◆ Task objective
How do the records below read from their first line through the line containing "Target: iguana front leg"? Write those lines out exactly.

[Saved entries]

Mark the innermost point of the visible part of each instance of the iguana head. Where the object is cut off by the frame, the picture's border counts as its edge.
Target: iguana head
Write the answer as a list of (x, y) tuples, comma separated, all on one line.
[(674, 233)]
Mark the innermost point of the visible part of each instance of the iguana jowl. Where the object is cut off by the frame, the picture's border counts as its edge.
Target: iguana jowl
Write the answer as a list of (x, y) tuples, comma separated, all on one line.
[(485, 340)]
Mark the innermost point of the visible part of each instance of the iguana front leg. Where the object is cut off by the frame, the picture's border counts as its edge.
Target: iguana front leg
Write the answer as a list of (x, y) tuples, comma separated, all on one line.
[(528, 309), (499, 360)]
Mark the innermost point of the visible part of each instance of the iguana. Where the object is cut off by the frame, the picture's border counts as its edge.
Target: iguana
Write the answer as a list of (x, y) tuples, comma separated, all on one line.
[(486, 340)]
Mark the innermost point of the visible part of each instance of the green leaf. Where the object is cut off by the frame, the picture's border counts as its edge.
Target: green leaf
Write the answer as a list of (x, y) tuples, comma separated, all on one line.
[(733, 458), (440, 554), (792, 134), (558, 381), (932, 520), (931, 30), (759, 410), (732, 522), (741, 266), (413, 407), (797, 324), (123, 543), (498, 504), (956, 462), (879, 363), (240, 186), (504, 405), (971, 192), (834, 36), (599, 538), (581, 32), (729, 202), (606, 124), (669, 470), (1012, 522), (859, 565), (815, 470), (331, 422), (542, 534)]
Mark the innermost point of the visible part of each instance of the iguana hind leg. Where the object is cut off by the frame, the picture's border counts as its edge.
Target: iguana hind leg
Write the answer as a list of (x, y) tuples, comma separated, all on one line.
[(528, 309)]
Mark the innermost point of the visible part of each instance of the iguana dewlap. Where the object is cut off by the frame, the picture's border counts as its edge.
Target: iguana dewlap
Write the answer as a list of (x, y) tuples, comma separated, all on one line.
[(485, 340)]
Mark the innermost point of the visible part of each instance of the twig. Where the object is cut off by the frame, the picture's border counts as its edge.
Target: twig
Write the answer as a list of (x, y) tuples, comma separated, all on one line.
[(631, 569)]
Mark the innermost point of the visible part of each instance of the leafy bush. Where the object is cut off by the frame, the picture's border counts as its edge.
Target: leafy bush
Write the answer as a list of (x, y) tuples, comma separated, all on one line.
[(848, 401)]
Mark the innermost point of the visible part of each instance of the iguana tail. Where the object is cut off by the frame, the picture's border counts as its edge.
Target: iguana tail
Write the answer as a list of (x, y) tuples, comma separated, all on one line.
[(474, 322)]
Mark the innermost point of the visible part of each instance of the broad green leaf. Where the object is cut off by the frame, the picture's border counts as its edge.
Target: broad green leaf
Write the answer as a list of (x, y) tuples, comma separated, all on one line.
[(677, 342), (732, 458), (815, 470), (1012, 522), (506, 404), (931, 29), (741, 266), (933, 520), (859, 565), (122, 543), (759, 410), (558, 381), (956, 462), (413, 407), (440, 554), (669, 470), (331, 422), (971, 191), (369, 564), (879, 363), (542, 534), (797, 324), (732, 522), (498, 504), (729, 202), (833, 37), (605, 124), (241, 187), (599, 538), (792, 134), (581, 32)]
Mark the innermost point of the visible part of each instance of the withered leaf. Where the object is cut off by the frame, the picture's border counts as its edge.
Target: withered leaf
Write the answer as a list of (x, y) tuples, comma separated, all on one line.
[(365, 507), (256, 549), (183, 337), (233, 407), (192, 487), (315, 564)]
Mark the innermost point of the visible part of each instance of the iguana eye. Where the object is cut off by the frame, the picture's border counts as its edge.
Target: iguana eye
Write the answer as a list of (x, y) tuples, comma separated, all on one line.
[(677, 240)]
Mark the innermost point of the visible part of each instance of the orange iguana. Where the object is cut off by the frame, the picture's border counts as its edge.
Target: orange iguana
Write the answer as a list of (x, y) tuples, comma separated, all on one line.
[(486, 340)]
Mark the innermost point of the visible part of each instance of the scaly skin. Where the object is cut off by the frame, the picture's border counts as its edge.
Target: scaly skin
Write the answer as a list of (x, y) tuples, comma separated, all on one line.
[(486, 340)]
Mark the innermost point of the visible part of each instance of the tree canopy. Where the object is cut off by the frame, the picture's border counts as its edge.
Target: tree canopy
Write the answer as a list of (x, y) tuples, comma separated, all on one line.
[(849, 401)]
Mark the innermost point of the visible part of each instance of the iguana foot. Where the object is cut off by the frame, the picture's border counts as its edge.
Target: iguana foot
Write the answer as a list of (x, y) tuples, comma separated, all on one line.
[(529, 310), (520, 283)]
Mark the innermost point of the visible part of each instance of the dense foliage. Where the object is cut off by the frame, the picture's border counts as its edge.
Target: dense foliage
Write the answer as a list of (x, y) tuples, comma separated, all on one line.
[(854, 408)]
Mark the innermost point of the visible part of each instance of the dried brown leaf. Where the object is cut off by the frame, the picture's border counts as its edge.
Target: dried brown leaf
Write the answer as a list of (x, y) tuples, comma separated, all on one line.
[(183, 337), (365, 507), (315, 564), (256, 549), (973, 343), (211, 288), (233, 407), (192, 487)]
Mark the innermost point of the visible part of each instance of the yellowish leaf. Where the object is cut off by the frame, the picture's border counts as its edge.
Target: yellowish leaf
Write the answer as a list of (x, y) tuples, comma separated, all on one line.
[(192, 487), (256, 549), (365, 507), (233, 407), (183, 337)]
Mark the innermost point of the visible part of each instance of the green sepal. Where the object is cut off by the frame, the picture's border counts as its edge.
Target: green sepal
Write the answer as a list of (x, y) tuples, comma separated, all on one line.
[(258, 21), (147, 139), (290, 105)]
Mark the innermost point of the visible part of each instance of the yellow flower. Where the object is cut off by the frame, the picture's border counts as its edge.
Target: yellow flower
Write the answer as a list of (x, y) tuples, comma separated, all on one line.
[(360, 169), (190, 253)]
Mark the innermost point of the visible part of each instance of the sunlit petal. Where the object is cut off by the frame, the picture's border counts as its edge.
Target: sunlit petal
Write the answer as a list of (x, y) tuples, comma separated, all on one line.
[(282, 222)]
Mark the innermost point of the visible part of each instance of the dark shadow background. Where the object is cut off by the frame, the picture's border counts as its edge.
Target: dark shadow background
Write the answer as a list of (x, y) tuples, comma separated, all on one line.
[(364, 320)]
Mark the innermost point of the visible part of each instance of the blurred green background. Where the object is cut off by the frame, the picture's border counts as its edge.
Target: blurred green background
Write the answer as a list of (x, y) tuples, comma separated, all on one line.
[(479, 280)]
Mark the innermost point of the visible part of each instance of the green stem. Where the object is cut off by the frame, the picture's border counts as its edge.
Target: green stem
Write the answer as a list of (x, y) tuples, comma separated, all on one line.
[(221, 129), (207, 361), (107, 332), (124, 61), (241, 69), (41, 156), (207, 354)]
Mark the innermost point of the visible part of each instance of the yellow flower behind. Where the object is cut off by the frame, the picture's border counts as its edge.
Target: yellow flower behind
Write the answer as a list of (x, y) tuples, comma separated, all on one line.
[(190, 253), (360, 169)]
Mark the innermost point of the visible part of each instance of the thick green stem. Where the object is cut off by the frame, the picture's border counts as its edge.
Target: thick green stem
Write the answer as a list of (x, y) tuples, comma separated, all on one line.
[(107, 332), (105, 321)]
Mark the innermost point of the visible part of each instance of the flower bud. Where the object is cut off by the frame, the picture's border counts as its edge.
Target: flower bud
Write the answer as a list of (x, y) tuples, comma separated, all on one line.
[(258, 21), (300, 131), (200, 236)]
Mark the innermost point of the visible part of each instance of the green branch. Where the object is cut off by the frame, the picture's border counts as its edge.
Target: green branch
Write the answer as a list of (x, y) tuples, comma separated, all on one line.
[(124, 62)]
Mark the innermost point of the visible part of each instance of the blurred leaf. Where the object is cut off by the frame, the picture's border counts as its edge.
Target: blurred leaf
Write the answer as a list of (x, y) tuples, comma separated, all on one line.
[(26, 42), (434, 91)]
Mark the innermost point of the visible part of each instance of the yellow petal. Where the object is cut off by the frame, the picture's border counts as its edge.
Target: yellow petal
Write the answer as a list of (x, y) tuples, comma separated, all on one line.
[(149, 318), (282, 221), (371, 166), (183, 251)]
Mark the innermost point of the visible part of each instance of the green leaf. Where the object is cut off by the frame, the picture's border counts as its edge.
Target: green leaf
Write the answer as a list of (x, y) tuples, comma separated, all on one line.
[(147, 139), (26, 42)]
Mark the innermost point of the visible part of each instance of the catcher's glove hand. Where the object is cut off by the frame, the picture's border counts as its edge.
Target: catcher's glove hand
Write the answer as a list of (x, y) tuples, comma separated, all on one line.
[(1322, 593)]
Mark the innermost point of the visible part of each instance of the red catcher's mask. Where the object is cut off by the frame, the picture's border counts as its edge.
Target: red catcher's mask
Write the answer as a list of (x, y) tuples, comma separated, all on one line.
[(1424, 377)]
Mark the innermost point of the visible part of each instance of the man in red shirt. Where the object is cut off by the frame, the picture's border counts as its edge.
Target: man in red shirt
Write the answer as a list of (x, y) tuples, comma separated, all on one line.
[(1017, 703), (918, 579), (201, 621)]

◆ Answer to the exercise
Mark the innermost point of the visible part of each instance of the iguana head. Where the object is cut off by the frame, the picture's border counts as its edge.
Target: iguana head
Write the answer as a list of (x, y) tuples, comma separated, all on one line.
[(674, 233)]
Mark the innermost point of the visible part of each instance of the iguana jowl. Where the object is cut off by the frame, the picture's border counts as its edge.
Target: iguana jowl
Write the answer as a list of (x, y) tuples, comma separated, all on one line.
[(485, 340)]
Mark the innermost point of the visible part of each instance of the iguana front leg. Where the object is cut off by the frame, the picture's border counts as its edge.
Target: iguana front leg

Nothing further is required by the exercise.